Problem to solve. Copy out all lines of the records in which the word "tail" appears.

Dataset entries
==================================================

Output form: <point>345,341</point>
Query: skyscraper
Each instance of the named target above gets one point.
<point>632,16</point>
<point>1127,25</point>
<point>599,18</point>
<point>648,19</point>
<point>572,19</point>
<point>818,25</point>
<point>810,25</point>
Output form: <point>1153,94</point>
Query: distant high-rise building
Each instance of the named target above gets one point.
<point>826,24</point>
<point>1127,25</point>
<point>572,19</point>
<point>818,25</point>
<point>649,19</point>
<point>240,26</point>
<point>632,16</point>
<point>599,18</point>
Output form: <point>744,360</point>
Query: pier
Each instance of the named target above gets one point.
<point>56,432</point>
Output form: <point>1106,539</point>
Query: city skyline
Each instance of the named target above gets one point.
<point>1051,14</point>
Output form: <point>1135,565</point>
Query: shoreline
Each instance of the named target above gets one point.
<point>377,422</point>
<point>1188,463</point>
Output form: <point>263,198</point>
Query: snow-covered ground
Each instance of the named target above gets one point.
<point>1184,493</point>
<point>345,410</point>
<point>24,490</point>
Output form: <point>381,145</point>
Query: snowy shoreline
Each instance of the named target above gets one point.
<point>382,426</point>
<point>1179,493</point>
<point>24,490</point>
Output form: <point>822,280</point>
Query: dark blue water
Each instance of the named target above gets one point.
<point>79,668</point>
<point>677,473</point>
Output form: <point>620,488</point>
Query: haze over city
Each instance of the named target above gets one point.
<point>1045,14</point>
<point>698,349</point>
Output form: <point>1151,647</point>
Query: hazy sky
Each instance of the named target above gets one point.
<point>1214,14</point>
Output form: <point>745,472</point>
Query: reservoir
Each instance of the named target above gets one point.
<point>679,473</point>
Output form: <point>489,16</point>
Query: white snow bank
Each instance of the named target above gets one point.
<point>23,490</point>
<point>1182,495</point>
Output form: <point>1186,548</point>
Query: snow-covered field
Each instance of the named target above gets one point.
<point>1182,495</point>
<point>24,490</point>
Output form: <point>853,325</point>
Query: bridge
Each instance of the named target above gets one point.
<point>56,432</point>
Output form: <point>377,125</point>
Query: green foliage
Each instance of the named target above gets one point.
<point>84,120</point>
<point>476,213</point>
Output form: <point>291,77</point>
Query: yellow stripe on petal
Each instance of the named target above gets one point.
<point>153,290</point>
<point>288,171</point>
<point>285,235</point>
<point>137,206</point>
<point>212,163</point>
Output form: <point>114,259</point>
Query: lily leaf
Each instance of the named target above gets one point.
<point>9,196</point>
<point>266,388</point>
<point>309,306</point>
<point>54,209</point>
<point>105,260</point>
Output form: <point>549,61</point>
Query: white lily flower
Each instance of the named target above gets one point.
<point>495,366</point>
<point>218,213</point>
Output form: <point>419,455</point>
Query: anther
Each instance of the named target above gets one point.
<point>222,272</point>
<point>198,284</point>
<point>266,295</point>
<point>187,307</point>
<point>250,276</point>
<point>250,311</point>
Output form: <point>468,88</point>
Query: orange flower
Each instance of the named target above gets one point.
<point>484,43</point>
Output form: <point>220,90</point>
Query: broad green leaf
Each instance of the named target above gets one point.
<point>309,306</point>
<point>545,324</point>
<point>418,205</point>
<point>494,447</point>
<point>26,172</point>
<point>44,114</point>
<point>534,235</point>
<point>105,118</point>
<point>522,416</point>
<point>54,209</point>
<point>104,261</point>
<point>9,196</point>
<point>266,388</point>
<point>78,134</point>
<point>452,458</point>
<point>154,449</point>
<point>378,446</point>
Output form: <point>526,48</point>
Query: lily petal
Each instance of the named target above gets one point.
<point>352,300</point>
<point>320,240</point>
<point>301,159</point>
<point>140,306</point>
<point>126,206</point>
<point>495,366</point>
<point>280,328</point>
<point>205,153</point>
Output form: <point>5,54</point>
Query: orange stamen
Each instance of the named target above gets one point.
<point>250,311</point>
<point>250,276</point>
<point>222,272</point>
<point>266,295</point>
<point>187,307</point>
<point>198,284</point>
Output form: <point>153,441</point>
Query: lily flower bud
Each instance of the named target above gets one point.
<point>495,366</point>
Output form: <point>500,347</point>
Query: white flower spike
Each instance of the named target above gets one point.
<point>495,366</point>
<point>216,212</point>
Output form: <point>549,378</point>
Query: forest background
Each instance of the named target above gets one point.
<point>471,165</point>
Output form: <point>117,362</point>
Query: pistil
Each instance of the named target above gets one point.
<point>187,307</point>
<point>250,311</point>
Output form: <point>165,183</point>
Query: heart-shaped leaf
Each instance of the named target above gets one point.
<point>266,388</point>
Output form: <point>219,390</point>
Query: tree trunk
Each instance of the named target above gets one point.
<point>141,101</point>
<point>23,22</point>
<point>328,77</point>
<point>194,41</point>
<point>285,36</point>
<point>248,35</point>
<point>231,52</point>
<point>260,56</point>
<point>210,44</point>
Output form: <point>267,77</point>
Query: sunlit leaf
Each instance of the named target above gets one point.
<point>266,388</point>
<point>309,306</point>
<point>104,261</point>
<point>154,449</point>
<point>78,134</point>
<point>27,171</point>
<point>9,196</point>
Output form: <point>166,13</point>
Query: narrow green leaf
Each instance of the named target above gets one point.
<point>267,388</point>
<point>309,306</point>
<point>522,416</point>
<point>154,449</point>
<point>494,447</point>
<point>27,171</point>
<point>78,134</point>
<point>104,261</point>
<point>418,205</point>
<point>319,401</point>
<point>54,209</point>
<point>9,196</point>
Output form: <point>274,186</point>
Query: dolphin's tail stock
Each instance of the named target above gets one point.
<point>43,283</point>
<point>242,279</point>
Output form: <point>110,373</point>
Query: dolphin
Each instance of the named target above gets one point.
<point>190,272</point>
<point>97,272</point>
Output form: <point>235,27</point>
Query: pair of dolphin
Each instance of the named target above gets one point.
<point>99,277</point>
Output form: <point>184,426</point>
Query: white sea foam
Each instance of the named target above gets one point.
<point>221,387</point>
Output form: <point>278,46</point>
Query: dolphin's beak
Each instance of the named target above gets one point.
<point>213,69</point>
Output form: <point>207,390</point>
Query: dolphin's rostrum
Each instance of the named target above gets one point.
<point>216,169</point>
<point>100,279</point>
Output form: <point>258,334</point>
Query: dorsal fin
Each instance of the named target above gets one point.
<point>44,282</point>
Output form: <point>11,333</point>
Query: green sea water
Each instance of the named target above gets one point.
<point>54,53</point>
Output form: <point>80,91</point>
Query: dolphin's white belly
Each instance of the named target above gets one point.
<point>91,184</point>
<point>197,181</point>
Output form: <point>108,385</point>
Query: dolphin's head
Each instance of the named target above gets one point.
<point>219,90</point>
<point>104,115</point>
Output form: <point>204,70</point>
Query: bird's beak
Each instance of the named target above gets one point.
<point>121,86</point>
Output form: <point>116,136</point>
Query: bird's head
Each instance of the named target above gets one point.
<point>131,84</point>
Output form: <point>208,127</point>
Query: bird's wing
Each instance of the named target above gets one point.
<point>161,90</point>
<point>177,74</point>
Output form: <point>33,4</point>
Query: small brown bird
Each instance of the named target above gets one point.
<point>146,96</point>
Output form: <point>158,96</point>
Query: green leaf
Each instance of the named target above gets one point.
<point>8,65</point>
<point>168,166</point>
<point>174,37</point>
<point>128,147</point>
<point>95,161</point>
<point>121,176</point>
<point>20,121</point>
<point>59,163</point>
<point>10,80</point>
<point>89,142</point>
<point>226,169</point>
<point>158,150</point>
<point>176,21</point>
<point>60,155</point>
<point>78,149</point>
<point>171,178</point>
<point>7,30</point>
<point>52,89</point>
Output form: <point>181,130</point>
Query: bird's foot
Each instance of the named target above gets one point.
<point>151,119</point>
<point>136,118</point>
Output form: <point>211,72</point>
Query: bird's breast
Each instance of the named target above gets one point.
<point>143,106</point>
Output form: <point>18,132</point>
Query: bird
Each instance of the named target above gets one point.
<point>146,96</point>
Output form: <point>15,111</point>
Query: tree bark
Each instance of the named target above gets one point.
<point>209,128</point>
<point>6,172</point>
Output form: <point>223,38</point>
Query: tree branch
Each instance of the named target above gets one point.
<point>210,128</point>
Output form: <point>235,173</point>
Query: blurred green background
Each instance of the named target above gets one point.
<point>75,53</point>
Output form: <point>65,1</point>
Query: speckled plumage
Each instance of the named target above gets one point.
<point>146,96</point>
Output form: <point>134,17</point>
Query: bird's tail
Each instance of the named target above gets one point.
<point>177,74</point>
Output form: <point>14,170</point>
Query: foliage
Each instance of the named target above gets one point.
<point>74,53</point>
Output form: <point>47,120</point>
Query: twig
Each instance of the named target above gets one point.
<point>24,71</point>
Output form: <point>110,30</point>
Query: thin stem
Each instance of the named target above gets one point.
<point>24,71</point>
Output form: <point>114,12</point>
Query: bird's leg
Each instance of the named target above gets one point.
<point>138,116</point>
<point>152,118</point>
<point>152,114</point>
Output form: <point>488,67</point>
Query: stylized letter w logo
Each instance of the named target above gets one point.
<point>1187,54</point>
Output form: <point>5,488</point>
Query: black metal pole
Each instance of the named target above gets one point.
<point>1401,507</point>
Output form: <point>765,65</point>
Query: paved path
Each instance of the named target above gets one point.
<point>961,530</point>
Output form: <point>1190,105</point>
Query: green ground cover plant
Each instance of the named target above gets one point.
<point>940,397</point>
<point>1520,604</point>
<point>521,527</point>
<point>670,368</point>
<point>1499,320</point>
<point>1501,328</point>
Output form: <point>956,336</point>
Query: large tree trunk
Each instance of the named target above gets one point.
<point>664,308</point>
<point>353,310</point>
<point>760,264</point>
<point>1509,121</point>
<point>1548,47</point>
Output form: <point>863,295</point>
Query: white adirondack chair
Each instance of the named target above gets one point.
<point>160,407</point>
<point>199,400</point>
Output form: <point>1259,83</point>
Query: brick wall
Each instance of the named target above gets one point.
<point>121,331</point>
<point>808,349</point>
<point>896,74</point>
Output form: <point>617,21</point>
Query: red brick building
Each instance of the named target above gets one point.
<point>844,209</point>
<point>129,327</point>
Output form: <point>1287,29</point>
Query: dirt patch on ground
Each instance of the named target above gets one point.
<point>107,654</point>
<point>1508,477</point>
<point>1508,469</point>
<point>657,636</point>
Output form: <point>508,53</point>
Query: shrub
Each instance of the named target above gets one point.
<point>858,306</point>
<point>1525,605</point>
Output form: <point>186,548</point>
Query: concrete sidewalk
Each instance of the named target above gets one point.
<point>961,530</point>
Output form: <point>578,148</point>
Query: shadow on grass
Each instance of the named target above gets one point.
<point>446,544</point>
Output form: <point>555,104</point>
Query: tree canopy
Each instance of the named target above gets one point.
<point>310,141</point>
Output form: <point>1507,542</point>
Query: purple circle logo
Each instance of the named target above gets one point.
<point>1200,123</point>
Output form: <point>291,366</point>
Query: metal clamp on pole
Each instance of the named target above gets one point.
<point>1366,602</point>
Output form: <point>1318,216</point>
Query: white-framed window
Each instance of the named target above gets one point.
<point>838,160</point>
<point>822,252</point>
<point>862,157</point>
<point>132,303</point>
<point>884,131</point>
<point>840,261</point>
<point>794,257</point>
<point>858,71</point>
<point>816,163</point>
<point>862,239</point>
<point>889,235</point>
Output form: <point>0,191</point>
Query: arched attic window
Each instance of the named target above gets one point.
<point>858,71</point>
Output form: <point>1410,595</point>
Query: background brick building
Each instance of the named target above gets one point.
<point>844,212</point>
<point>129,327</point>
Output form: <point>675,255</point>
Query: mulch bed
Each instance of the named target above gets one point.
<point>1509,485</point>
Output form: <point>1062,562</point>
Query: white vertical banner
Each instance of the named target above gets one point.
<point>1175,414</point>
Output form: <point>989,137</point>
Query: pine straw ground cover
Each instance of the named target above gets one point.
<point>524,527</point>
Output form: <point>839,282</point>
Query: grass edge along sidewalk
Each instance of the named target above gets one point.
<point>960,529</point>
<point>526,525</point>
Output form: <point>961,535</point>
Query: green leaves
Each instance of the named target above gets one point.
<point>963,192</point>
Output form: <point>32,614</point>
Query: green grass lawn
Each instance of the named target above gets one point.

==================================================

Expected answer.
Query: dolphin's tail stock
Query: bird's tail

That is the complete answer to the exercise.